03
Juli
2019
|
08:00
Europe/Amsterdam

Doppelt hält besser

Einblicke in die Montage der LANGE 1 MONDPHASE

Die LANGE 1 MONDPHASE besteht aus 438 verschiedenen Komponenten, bei deren Herstellung eine Genauigkeit im Hundertstelmillimeterbereich beachtet werden muss. Das Handaufzugsmodell verbindet die besonderen Merkmale der klassischen LANGE 1 mit einer Mondphasenanzeige, die eine Genauigkeit von 122,6 Jahren aufweist. Sie wurde um eine einzigartige Tag-/Nacht-Anzeige ergänzt, die der wohl romantischsten uhrmacherischen Komplikation einen neuen Aspekt verleiht. Wie alle Lange-Uhren wird sie zweifach montiert.

Die Mondphasenanzeige ist eine der ältesten Komplikationen in der Geschichte der Zeitmessung. Viele Zivilisationen vor uns haben versucht, den Mondzyklus und seine Auswirkungen nachzuvollziehen. So bauten beispielsweise die alten Griechen den Mechanismus von Antikythera, um die Bewegungen der Sonne und des Mondes zu erfassen. Zu den Anzeigen, die mehrheitlich als Kalender skaliert waren, gehörte auch ein Mondkalender mit Monatsskala.

Die im Jahr 2002 erstmals vorgestellte LANGE 1 MONDPHASE war das erste Modell von A. Lange & Söhne mit einer Mondphasenanzeige. Seitdem gehört sie zu den Grundpfeilern der LANGE 1-Familie. Im Jahr 2017 wurde sie mit dem neuen Kaliber L121.3 ausgestattet und vereint seither die Mondphase mit einer Tag-/Nacht-Anzeige. Wie bei allen Lange-Modellen üblich, wird sie zweifach montiert. Dieser anspruchsvolle Prozess erfordert handwerkliche Meisterleistungen und soll im Folgenden näher erläutert werden.

Doppelfederhaus

Die LANGE 1 wurde 1994 mit einem – für die damalige Zeit ungewöhnlichen – Aufzugsmechanismus vorgestellt, auf das die deutschsprachige Bezeichnung „Doppelfederhaus“ auf dem Zifferblatt hinwies. Es wurde beibehalten, als das Modell 2015 ein neu entwickeltes Kaliber erhielt. Die LANGE 1 MONDPHASE verfügt über das gleiche Basisuhrwerk. Jedes der beiden Federhäuser beinhaltet eine Aufzugsfeder, zusammen gewährleisten sie eine Gangreserve von 72 Stunden. Sie werden auf die Grundplatine montiert, die von Hand mit einer Perlage veredelt ist.

(Datensätze)

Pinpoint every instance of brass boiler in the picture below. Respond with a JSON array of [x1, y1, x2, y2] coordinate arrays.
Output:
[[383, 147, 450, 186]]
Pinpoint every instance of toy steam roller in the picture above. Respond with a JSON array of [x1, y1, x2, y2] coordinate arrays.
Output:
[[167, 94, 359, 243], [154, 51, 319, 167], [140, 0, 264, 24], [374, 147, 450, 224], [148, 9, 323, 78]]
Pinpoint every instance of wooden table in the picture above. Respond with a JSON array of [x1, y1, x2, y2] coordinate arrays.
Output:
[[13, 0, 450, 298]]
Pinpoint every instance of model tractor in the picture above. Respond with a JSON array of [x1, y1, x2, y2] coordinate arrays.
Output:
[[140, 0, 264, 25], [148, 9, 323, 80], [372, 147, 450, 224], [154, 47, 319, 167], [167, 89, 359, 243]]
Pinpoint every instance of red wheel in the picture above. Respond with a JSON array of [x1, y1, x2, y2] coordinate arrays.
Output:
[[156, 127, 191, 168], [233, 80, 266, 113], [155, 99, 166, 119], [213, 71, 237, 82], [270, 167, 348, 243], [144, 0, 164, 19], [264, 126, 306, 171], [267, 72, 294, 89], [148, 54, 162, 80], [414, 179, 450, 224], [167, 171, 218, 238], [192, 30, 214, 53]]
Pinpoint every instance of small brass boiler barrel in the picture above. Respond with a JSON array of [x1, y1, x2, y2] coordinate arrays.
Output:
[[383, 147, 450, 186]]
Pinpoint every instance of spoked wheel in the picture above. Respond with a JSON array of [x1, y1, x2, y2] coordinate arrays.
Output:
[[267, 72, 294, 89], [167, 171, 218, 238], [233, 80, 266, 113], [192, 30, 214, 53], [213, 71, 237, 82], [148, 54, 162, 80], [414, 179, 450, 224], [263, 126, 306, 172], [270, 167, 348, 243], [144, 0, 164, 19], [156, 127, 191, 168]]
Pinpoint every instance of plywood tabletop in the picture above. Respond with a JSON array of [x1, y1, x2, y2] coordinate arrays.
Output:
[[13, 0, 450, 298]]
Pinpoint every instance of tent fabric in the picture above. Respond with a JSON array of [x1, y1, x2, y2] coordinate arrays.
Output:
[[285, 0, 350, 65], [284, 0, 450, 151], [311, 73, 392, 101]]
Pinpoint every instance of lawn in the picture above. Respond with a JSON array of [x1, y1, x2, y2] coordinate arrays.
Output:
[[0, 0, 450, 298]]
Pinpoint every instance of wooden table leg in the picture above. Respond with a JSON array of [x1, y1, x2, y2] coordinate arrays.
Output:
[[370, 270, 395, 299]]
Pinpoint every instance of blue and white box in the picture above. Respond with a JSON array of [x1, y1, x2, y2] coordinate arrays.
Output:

[Gestellte Aufgabe 1] Gib aus dem Text über die LANGE 1 MONDPHASE den Abschnitt von „Einblicke in die“ bis „Lange-Uhren wird sie zweifach montiert.“ wortgetreu wieder.
[Gestellte Aufgabe 2] Stimmen diese Aussagen mit dem Text über die LANGE 1 MONDPHASE überein? (a) Die LANGE 1 MONDPHASE wurde im Jahr 2002 erstmals vorgestellt. (b) Die beiden Federhäuser sorgen zusammen für eine Gangreserve von 48 Stunden. (c) Die LANGE 1 MONDPHASE hat einen automatischen Aufzug. Antworte jeweils mit Ja oder Nein und zitiere die ausschlaggebenden Worte des Textes wörtlich.

[Vollständige Antwort 1]
Einblicke in die Montage der LANGE 1 MONDPHASE

Die LANGE 1 MONDPHASE besteht aus 438 verschiedenen Komponenten, bei deren Herstellung eine Genauigkeit im Hundertstelmillimeterbereich beachtet werden muss. Das Handaufzugsmodell verbindet die besonderen Merkmale der klassischen LANGE 1 mit einer Mondphasenanzeige, die eine Genauigkeit von 122,6 Jahren aufweist. Sie wurde um eine einzigartige Tag-/Nacht-Anzeige ergänzt, die der wohl romantischsten uhrmacherischen Komplikation einen neuen Aspekt verleiht. Wie alle Lange-Uhren wird sie zweifach montiert.

[Vollständige Antwort 2]
(a) Ja: „Die im Jahr 2002 erstmals vorgestellte LANGE 1 MONDPHASE“
(b) Nein: „zusammen gewährleisten sie eine Gangreserve von 72 Stunden“
(c) Nein: „Das Handaufzugsmodell verbindet die besonderen Merkmale der klassischen LANGE 1 mit einer Mondphasenanzeige“